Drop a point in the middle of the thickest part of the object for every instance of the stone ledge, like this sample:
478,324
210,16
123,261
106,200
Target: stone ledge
###
What is needed >>
Revise the entries above, replacing "stone ledge" with "rock shelf" wherever it occurs and leaving everything else untouched.

Problem solution >>
Drop a point in the middle of the thickest part of the object for every instance of the rock shelf, like this sample:
478,324
210,16
123,261
106,200
Target: rock shelf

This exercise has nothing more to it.